> Task description: The entries are to be given again in full. Every word must match.

> Material for the task:
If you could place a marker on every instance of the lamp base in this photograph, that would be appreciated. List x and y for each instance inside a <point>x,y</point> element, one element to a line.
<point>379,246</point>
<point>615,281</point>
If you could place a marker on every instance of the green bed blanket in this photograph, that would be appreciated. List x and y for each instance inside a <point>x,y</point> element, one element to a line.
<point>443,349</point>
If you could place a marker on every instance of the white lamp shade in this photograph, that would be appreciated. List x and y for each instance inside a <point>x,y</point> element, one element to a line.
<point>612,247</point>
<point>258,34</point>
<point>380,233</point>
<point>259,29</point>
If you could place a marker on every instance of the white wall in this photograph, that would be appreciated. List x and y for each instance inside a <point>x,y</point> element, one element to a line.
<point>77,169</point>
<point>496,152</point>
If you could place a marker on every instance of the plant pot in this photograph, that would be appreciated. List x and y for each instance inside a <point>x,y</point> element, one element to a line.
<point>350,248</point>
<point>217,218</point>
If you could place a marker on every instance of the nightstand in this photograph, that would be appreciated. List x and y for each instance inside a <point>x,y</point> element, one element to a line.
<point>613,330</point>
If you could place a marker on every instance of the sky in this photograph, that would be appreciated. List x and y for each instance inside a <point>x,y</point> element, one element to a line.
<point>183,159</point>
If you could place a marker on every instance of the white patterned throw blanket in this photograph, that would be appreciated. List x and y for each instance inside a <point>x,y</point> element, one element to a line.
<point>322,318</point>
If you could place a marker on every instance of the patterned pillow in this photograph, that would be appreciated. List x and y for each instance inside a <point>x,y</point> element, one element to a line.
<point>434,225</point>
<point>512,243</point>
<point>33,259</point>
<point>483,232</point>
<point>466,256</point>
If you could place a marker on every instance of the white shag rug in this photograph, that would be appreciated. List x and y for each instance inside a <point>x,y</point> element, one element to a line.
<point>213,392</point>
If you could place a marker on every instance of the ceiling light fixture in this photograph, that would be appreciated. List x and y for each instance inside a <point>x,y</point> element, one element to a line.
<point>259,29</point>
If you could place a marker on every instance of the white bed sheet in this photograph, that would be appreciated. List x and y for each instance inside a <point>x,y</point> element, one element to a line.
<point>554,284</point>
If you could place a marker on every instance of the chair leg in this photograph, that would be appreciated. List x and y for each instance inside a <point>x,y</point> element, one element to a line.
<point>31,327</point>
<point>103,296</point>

> Finished exercise:
If you could place a marker on every instance of the lamp base in this photograph, that would be appreciated. List x and y for each instance inside a <point>x,y</point> element, one element to a line.
<point>379,246</point>
<point>615,281</point>
If you could place a marker on every instance of the green bed blanket in this photograph, that would be appreciated. List x and y for each instance inside a <point>x,y</point> element, one element to a line.
<point>443,349</point>
If you could place a marker on every instance of the white lamp shade in this photograph, that would be appreciated. List x and y for each instance inside a <point>x,y</point> element, one element to a line.
<point>612,247</point>
<point>258,34</point>
<point>380,233</point>
<point>259,29</point>
If you could place a marker on every instance of the white wall in this photograph, that would be appreciated. List x and y for each instance inside a <point>x,y</point> element, one element to a line.
<point>77,169</point>
<point>496,152</point>
If you could place a marker on every instance of the plant pot in this photograph, that would be appreciated. List x and y for each instance inside a <point>x,y</point> element, one element to a line.
<point>350,248</point>
<point>217,218</point>
If you could place a marker on every instance of the nightstand in this photograph, that would be appreciated. List x and y for each instance inside a <point>x,y</point> element, one element to a line.
<point>613,330</point>
If you could place a marker on every instance of the sky in this photograph, that would be appreciated. List x and y for each instance inside a <point>x,y</point> element, one element to a line.
<point>183,159</point>
If you could place a marker on every instance of the white patterned throw blanket in this photograph, that would be appreciated. List x and y for each instance inside a <point>x,y</point> element, one element to a line.
<point>322,318</point>
If you could place a marker on every instance of the patterned pillow in this photograph, that would be appreciated. List x and y for each instance inside a <point>x,y</point> element, one element to a line.
<point>434,225</point>
<point>512,243</point>
<point>33,259</point>
<point>483,232</point>
<point>466,256</point>
If you could place a marker on every instance of the white shag rug in this photograph, that would be appreciated. List x and y for each instance inside a <point>x,y</point> element, one element to a line.
<point>213,392</point>
If you could place a marker on every instance of the ceiling light fixture in this photograph, that would be appreciated. List x and y for each instance inside a <point>x,y</point> element, one element to a line.
<point>259,29</point>
If you could place a marker on every instance of the white bed sheet in this photograph, that would be appreciated. List x and y for each instance inside a <point>x,y</point> element, one element to a line.
<point>554,284</point>
If you could place a marker on every instance of the chair leg in this photograph, that would be appreciated. List x and y for each instance inside a <point>x,y</point> element, one element to a line.
<point>31,327</point>
<point>103,296</point>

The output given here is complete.